MFT/3 Fence Protractor (Angle cuts)

gnlman

Member
Joined
May 8, 2010
Messages
216
Hi. OK I'm finally getting a chance to really use my MFT/3 and my rails, saw ect.
I am trying to use only my Festool system to make a woodrack, but the woodrack required some angles to be cut, which brings me to my question.
Does anybody really use the angle protractor on the MFT/3????
The MFT is giving me great straight cuts, but when I tried to use the angles I found it very unfriendly and well just plain unusable...
I was trying to cut around a 40 degree angle and I had to pull the fence forward a fair bit so the end of the fence under the rail would clear the end of the rear hinge....by the time I pulled the fence towards me enough to accomplish this, the fence became very "unstable" as I felt it was overextended from the rear of the table......
I have searched the forums for info on this with no luck.
In addition, everytime I tried to use the protractor and set it back to zero, I had to square the fence up again...
Am I missing something here.....does anyone have a few pics or a video using the protractor?

LISTED RECORDS:
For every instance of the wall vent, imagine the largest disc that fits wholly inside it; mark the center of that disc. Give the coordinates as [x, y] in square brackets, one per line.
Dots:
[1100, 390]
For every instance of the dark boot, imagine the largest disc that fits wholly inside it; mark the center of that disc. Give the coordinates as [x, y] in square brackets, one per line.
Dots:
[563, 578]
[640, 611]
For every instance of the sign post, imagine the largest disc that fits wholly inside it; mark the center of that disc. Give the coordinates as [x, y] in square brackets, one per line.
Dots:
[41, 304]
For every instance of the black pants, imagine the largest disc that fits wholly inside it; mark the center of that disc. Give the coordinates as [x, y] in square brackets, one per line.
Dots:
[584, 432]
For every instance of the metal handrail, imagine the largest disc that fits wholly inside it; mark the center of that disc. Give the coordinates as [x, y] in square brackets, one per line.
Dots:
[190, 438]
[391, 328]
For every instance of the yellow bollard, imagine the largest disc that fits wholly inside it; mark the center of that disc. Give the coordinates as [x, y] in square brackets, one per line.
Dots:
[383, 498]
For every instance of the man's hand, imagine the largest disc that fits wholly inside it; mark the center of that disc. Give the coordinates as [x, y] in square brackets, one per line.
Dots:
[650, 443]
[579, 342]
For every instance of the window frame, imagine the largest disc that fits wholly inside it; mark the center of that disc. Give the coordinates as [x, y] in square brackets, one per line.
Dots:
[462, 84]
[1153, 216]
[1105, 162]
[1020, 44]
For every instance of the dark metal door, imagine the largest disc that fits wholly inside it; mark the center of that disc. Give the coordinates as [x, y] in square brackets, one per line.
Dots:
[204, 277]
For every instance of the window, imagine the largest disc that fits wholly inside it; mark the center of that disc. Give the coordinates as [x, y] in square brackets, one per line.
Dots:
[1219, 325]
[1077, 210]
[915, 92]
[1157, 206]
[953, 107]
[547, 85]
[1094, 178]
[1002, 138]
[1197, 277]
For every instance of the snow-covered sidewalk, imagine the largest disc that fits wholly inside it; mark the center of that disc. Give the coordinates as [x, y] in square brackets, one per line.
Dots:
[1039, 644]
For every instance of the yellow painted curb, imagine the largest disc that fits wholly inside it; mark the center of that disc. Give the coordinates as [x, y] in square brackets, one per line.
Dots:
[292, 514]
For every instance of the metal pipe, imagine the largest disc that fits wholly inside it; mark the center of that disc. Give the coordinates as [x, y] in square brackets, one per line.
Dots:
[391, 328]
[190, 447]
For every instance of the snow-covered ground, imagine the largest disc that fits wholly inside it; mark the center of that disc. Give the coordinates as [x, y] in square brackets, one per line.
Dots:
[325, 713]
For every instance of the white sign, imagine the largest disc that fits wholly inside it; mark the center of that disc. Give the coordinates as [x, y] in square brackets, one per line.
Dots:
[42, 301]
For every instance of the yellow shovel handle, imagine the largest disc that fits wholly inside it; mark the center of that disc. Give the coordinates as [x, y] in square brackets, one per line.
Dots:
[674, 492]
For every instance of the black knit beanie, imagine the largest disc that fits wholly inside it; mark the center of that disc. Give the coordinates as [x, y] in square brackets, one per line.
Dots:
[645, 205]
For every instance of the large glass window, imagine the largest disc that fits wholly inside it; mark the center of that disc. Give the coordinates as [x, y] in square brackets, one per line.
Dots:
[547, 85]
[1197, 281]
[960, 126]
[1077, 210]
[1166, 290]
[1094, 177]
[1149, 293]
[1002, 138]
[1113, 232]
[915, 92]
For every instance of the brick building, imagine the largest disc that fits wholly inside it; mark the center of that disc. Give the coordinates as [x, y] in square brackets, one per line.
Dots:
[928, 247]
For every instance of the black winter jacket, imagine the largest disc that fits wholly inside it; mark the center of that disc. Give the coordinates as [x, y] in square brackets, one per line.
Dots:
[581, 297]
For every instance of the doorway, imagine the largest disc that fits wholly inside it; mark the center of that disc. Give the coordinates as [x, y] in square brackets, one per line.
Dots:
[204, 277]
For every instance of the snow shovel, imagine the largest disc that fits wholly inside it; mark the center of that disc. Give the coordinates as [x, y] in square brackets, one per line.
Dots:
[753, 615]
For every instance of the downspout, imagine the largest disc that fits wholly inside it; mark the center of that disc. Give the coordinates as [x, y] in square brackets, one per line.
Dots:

PROBLEM TO WORK ON: Continue the forum post about angle cuts with the MFT/3 fence protractor, picking up after its final sentence. The listing plays no part in what comes next.

EXERCISE RESULT:
I'm a very novice woodworker, but have owned a radial arm saw,chop saw for many years so I have built a few things in my time. I ended up marking and cutting the angle on the first one then using that as a template with some scraps and qwas dogs to make the other 5......I know this worked, but if the protractor is not really usable, I'd probably think of replacing it with some sort of straight fence or something like that....
Thanks in advance for any help, and for all the knowledge I've been gathering from the posters on these forums...I can't believe what I've learned in the past year or so, and also very thankful for the safety tips I've picked up.....
Once again, Thank you all.
Greg
 
Greg,

You can do what you want to do.  I am going to look for a video that someone else recently used in a post and I will edit this post and insert the video.  Getting used to the MFT/3 takes just a little time, but once you are ...

Peter

EDIT:  Moderator is currently ashamed.  He can't find the post with the video.  He needs your help.  Steve Bace, 2008 AWFS, showing how to set up the MFT/3.  Posted within the last week.

HELP!!!!!!!! our poster and me.

Peter
 
Hi. Thank you both for responding. I've seen that video many times and have it saved on my "YouTube" I keep a laptop in my shop so I can go and look at many videos and posts and have printed out many supp manuals....all of it great info for sure.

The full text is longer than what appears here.